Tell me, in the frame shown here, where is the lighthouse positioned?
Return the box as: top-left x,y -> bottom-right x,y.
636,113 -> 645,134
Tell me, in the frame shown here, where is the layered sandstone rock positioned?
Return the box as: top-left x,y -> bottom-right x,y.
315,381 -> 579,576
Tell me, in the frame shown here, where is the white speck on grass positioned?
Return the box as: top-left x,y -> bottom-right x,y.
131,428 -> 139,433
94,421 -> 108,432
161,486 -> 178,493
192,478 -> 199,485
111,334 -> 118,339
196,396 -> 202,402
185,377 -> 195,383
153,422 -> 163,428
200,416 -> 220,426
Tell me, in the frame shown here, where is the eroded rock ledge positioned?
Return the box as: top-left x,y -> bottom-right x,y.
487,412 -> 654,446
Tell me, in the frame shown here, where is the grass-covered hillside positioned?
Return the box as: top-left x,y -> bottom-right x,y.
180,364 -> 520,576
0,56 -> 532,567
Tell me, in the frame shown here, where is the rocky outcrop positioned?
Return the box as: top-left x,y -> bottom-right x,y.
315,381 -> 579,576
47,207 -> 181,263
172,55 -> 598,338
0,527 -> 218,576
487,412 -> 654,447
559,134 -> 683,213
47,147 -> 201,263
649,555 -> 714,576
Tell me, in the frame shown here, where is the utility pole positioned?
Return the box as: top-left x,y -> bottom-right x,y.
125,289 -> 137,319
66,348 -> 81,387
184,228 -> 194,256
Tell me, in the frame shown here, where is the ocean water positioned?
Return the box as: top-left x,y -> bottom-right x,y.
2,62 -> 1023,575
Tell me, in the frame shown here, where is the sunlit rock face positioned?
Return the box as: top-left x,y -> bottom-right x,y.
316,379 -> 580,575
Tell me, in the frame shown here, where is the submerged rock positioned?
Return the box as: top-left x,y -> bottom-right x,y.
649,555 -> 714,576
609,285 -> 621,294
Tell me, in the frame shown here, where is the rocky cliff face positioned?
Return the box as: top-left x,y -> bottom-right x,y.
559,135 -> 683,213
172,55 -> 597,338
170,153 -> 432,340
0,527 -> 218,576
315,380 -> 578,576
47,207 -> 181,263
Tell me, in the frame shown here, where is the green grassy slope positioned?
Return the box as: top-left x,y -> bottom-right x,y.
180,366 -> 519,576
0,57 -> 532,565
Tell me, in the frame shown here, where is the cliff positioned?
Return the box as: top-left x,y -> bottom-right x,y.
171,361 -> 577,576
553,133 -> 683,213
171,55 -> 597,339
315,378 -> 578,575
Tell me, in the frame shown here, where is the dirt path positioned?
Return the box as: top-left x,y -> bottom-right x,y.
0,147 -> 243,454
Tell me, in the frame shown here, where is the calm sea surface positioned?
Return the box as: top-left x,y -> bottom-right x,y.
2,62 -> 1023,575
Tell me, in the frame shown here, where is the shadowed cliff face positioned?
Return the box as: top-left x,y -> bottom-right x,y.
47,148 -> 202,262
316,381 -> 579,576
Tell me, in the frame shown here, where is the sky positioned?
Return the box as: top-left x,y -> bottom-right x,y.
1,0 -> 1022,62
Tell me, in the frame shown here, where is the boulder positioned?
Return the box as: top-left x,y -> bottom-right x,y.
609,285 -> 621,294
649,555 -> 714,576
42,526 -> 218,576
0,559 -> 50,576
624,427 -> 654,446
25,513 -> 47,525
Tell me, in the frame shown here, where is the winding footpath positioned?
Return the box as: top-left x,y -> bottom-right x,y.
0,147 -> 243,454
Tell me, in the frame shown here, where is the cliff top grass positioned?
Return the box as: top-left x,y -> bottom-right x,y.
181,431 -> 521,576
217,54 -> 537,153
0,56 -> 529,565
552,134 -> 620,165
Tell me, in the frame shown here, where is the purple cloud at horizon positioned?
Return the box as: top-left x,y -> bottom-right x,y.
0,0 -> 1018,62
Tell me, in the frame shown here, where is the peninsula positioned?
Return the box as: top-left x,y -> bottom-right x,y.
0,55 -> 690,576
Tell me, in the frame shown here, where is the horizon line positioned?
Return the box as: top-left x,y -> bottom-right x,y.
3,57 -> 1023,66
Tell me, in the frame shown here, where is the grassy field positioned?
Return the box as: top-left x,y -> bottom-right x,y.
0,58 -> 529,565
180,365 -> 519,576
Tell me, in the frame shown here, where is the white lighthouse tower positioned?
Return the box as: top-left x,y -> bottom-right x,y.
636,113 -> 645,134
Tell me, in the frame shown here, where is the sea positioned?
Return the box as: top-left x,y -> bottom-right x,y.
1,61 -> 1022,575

**Work request:**
Using the listing above, pull out all lines that hold the word "rocky".

**Result of this task:**
Tell me, in the frame shown here, where is the rocky outcrop positioned?
Tell me, in the frame shown here, where is the rocky cliff face positioned?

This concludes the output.